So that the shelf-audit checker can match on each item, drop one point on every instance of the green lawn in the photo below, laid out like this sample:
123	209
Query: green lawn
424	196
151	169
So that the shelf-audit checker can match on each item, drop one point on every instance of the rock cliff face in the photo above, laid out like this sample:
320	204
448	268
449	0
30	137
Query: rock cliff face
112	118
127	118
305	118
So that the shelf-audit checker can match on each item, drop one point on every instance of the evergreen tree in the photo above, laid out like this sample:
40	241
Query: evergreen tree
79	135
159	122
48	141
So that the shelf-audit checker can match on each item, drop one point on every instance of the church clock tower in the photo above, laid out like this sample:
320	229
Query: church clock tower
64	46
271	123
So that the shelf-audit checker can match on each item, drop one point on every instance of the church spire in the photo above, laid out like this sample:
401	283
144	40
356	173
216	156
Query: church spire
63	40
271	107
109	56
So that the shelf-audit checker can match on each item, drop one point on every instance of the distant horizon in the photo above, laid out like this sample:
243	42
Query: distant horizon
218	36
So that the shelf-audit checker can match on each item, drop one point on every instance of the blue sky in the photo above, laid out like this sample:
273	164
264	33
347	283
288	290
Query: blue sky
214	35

□ □ □ □ □ □ □

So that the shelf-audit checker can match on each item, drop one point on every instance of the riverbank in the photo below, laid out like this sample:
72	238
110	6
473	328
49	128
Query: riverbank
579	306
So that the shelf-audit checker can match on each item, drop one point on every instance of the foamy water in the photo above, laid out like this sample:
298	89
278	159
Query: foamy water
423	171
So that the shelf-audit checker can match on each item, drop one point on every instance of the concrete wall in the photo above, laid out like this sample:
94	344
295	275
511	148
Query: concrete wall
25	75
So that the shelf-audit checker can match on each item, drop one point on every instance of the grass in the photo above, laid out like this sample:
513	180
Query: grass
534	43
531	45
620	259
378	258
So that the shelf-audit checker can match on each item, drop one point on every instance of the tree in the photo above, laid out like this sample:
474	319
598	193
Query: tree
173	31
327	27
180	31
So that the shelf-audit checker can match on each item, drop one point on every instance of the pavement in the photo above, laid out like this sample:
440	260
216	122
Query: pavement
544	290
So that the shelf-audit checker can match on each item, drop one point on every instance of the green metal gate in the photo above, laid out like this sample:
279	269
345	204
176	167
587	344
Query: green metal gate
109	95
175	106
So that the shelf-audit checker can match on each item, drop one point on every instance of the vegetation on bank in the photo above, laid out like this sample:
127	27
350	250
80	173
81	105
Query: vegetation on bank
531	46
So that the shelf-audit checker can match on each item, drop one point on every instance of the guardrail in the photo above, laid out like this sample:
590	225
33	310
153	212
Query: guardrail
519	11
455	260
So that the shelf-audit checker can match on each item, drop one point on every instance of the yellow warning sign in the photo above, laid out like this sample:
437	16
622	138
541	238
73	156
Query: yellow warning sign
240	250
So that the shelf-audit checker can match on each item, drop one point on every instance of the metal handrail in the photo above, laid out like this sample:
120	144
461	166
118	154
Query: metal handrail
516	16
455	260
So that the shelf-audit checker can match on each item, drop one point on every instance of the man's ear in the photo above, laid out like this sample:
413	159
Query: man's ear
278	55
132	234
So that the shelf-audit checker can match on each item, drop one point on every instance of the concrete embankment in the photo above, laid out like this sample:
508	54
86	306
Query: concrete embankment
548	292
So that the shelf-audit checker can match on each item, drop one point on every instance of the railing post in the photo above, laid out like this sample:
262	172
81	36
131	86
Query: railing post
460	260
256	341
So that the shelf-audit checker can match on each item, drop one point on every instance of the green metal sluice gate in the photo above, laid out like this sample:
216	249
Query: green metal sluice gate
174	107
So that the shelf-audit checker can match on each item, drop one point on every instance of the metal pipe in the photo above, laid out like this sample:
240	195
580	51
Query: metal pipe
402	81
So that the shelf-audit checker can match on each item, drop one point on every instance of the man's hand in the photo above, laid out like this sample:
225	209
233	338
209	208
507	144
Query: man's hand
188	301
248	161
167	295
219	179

□ □ □ □ □ □ □

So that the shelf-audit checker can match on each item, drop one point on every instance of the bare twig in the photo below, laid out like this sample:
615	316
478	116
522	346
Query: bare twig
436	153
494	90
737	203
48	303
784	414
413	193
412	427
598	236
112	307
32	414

□ □ □ □ □ □ □

Count the lines in the records above that contain the word "embankment" and give only that number.

Written reply: 2